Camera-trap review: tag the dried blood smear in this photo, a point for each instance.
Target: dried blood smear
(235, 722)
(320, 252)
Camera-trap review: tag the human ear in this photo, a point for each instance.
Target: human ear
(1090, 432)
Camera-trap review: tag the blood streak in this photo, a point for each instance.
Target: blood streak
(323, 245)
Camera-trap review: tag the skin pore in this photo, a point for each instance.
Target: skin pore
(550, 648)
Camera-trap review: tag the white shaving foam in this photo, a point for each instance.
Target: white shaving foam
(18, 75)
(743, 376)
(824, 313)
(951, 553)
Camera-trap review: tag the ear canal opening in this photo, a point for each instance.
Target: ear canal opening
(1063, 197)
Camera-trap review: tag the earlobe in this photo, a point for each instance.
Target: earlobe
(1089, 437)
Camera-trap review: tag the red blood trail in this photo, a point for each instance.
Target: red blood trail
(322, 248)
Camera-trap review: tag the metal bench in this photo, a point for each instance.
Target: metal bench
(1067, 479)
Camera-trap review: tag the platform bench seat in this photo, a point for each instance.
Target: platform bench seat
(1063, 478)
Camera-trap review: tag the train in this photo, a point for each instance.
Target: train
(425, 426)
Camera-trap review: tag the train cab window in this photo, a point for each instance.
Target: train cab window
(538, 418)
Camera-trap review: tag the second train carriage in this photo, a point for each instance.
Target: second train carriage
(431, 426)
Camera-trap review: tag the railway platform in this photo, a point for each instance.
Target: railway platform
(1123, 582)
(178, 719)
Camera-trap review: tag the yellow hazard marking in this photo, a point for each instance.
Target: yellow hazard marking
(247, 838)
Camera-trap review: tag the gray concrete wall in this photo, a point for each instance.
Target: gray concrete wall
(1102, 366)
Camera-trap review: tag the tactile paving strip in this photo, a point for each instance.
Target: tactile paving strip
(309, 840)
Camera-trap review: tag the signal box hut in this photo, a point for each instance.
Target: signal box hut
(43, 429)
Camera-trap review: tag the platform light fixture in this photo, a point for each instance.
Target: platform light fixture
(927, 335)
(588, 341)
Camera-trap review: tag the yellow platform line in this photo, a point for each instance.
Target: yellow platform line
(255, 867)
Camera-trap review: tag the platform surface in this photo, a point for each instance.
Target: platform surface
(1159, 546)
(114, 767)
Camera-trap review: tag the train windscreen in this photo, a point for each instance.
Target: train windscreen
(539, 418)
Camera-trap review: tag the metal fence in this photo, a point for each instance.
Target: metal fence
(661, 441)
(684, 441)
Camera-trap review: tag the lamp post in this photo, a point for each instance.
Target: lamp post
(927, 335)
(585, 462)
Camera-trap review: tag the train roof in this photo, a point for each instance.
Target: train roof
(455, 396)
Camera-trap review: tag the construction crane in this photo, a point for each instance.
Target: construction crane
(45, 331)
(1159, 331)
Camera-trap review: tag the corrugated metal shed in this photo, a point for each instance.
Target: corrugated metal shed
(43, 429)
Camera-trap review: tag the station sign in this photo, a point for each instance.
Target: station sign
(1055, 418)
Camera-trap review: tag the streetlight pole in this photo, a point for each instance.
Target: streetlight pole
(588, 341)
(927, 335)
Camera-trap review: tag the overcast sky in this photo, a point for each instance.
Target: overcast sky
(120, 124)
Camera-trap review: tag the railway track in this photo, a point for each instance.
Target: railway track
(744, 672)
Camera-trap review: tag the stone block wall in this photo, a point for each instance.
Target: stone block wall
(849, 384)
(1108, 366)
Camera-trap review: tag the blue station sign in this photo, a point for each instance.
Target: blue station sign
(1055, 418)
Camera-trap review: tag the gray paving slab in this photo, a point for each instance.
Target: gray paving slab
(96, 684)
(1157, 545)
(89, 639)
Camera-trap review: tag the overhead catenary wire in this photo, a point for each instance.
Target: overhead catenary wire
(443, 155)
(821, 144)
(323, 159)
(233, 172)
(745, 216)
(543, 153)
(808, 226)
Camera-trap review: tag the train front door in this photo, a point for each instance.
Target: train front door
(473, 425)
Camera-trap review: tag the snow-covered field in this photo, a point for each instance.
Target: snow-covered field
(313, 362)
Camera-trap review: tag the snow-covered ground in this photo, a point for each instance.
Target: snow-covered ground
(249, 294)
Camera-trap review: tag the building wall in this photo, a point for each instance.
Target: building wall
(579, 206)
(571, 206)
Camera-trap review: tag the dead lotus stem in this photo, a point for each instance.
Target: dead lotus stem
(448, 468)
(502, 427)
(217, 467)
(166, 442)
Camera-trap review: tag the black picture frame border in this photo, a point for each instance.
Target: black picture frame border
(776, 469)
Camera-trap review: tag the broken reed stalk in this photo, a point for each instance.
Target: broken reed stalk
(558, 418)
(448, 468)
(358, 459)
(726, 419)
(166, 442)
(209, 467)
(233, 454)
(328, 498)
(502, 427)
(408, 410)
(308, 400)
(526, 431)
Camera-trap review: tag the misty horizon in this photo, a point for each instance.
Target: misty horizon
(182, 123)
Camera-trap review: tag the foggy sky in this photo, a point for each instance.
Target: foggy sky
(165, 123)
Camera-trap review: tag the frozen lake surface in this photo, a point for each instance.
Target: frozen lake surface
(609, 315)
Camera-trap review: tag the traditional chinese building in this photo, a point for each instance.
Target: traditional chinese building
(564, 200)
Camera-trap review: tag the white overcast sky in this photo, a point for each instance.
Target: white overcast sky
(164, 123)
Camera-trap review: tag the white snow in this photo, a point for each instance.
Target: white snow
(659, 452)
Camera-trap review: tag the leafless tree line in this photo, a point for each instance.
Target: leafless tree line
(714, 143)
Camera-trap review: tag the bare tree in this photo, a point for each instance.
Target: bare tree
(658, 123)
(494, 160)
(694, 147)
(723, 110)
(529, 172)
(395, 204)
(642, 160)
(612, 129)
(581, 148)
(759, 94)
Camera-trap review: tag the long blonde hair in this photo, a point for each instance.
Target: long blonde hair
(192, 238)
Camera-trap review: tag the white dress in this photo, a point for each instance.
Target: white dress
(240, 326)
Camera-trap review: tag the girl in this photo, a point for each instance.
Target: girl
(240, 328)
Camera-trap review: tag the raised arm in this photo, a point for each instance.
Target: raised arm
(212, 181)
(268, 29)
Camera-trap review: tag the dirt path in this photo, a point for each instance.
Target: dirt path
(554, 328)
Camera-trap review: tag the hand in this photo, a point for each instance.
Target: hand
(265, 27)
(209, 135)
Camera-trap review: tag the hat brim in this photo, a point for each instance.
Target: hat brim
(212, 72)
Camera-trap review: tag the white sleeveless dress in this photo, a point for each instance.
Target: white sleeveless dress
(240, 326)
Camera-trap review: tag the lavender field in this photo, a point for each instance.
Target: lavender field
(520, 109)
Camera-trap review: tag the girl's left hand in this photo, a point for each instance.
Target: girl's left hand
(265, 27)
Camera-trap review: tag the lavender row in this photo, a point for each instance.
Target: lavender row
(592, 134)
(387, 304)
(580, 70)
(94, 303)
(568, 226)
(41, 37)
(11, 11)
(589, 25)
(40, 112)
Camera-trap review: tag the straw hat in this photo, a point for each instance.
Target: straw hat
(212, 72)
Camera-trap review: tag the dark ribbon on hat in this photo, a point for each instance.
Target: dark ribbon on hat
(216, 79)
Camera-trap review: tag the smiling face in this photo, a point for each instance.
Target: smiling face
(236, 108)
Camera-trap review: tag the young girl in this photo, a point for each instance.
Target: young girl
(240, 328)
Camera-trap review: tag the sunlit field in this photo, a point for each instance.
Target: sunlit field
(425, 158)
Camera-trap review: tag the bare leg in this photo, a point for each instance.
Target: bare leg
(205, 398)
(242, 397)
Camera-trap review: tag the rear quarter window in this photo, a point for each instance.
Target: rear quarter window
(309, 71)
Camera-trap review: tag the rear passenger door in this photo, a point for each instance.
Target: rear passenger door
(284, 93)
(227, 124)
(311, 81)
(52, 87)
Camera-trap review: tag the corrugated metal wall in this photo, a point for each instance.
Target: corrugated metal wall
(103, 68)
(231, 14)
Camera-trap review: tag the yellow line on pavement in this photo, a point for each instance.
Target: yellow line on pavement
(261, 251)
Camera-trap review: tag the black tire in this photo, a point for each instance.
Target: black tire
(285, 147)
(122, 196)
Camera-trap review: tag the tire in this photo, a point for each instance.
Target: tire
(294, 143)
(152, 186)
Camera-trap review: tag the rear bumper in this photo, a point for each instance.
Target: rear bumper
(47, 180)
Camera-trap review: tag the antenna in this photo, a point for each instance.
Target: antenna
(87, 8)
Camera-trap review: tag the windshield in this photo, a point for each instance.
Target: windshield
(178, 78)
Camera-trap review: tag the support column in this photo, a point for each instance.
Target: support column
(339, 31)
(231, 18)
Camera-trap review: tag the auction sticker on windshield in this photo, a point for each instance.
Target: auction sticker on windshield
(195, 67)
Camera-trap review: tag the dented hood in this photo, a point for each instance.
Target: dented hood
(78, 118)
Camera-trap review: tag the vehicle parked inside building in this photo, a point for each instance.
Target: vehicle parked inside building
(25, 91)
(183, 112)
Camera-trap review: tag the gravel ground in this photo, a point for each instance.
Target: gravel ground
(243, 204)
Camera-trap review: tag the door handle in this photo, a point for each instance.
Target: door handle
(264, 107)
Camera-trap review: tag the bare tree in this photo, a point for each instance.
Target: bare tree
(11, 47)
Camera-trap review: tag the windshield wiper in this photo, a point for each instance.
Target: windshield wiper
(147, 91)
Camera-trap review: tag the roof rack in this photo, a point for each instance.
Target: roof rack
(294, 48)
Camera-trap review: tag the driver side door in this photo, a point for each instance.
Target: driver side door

◆ **Problem statement**
Return exactly the line that contains "Target: roof rack" and every line after it, through the last line of the records.

◆ **Task response**
Target: roof rack
(294, 48)
Camera-trap review: tag the driver side door in this photo, a point for each instance.
Target: driver side door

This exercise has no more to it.